#### Task instructions:
Repeat the following lines exactly and nothing else: the line containing "the tuba mouthpiece?" and each line after it through the end of the listing.

● ● ● ● ●

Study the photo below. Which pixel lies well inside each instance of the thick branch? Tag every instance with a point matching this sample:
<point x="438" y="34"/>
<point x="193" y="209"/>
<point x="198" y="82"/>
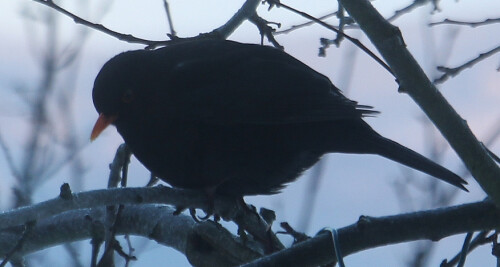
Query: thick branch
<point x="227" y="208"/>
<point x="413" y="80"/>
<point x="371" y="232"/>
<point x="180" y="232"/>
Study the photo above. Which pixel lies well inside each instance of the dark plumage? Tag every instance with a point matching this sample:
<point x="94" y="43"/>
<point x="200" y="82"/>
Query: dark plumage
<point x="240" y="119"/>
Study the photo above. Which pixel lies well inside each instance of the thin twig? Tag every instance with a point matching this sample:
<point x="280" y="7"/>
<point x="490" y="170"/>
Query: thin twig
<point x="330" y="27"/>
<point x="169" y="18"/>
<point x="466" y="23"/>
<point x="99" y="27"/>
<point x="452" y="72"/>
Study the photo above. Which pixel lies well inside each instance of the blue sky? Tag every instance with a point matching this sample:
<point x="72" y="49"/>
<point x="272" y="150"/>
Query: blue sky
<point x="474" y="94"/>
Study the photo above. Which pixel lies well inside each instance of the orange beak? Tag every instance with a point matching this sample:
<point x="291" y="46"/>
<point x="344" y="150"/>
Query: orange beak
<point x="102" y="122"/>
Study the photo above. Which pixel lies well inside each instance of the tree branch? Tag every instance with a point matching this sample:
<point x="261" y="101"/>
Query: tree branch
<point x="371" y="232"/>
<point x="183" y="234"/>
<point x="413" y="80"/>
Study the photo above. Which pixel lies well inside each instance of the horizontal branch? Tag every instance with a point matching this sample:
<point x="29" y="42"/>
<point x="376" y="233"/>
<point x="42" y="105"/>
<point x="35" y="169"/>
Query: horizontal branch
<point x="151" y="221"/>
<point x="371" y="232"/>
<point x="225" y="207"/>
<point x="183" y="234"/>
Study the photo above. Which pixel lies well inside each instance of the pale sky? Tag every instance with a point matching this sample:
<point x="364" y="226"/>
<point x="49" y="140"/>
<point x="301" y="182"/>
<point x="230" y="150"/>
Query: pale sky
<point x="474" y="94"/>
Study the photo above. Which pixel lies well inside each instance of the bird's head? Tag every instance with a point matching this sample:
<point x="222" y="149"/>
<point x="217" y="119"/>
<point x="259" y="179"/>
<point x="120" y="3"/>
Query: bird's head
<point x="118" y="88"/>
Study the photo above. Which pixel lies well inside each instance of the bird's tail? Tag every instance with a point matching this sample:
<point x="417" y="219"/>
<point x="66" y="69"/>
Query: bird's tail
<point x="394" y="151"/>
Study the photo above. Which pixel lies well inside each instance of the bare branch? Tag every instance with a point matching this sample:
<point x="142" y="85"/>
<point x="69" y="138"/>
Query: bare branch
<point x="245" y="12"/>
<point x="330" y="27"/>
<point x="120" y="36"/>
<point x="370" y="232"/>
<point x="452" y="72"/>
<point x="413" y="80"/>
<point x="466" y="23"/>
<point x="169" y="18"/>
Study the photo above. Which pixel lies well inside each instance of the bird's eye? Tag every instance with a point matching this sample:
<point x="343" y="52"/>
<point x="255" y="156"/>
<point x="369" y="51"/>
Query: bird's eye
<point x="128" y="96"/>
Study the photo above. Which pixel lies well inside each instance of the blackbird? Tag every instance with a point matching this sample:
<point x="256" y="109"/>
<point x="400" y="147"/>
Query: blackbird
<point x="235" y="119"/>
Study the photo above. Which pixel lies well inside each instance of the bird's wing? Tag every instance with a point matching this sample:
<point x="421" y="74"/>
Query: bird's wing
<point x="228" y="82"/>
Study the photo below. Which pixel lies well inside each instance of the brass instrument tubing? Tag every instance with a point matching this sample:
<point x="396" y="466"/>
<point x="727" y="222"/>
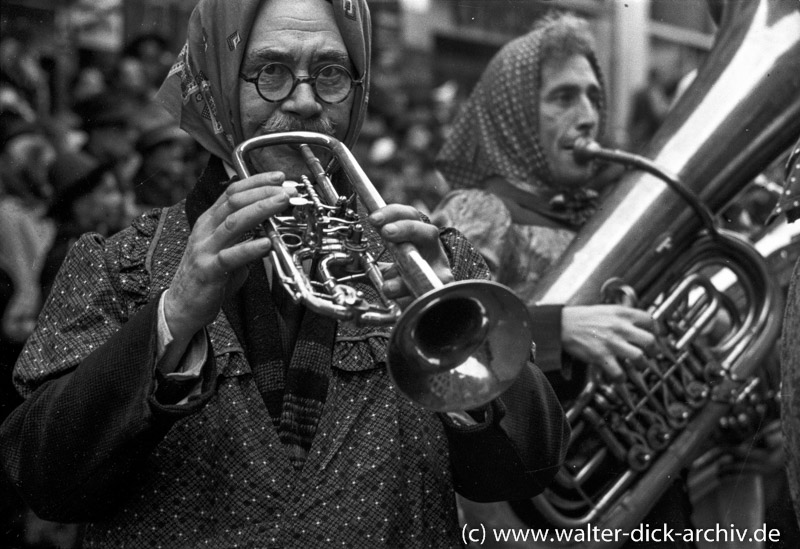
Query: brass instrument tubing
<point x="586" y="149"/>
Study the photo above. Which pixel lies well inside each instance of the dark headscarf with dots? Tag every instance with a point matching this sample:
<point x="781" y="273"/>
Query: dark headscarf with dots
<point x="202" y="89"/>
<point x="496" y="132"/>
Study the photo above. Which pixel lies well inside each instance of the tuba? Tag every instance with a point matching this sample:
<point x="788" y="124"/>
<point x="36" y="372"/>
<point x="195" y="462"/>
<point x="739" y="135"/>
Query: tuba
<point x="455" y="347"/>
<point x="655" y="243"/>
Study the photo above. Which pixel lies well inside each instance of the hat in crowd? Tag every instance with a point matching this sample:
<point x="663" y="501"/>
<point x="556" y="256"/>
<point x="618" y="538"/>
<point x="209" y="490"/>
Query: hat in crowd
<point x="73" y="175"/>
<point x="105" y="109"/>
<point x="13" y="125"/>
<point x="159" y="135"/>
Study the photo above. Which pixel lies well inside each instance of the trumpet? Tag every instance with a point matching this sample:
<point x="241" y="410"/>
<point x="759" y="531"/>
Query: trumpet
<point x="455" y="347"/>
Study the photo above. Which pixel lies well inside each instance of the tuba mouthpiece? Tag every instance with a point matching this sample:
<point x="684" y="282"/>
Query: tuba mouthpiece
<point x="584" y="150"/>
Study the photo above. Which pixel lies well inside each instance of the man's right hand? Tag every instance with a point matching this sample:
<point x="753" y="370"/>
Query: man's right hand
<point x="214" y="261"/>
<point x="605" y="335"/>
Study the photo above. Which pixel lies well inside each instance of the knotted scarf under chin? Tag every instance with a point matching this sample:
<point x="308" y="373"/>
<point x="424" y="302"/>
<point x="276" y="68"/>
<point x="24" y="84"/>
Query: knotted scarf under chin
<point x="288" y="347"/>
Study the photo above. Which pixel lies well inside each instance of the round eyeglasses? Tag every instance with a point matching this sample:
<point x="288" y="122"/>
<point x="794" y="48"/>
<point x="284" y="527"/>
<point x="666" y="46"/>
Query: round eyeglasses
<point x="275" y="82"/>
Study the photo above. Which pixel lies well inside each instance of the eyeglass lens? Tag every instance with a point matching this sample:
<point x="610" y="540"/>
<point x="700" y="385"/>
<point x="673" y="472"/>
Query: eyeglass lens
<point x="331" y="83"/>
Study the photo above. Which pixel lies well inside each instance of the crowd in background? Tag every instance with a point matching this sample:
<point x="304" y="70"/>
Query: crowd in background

● ● ● ● ●

#### Solution for this exercise:
Study the photo above. Which pixel lies well inside each instance of the tuba mouthpiece? Tag every instance with a point matching this sample:
<point x="684" y="282"/>
Query: tuba mouthpiece
<point x="584" y="150"/>
Study the photo above. Which pixel lies well inside each instance of the man's right hand? Tag every instance with a point matching this sample:
<point x="753" y="370"/>
Query: man's right hand
<point x="214" y="261"/>
<point x="605" y="335"/>
Study the photo above. Which pixel lies well inside each instance of the knotted scarf under chin? Tag every instance with a point matching this sample:
<point x="308" y="373"/>
<point x="424" y="302"/>
<point x="276" y="68"/>
<point x="24" y="84"/>
Query: knotted scarf under chin
<point x="288" y="347"/>
Study the photo above. Which pixel lies well inside each instance of the round eyeglasses? Tag every instance with a point matching this sample:
<point x="288" y="122"/>
<point x="794" y="48"/>
<point x="284" y="527"/>
<point x="666" y="46"/>
Query: round eyeglasses
<point x="275" y="82"/>
Study the photo above. Which pixel lies well inside each instance of the eyeglass lens? Tag every instance with a point matching this sample:
<point x="610" y="540"/>
<point x="700" y="385"/>
<point x="673" y="472"/>
Query: eyeglass lens
<point x="331" y="83"/>
Study the photo above. Which pixel lies well inside each instance of the crowd in background? Tag every instance with a point matching this sample:
<point x="304" y="70"/>
Query: crowd in background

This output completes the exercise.